Task: Please reproduce each of the following entries word for word, keeping every line, bracket and number unchanged.

Raw data:
>> START
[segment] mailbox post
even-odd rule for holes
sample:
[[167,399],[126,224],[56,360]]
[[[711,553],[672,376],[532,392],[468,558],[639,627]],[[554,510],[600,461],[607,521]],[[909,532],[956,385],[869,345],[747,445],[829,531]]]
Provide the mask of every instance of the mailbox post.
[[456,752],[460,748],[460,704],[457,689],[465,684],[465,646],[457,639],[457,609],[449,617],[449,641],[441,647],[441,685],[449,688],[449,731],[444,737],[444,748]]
>> END
Output for this task:
[segment] mailbox post
even-odd rule for holes
sample:
[[167,399],[126,224],[56,360]]
[[[711,553],[672,376],[532,392],[468,558],[639,627]],[[554,510],[600,461],[607,521]],[[909,532],[956,385],[869,345],[747,445],[829,531]]]
Provide the mask of every instance of the mailbox post.
[[456,752],[460,748],[460,704],[457,689],[465,684],[465,646],[457,639],[457,609],[449,617],[449,641],[441,647],[441,685],[449,688],[449,731],[444,737],[444,748]]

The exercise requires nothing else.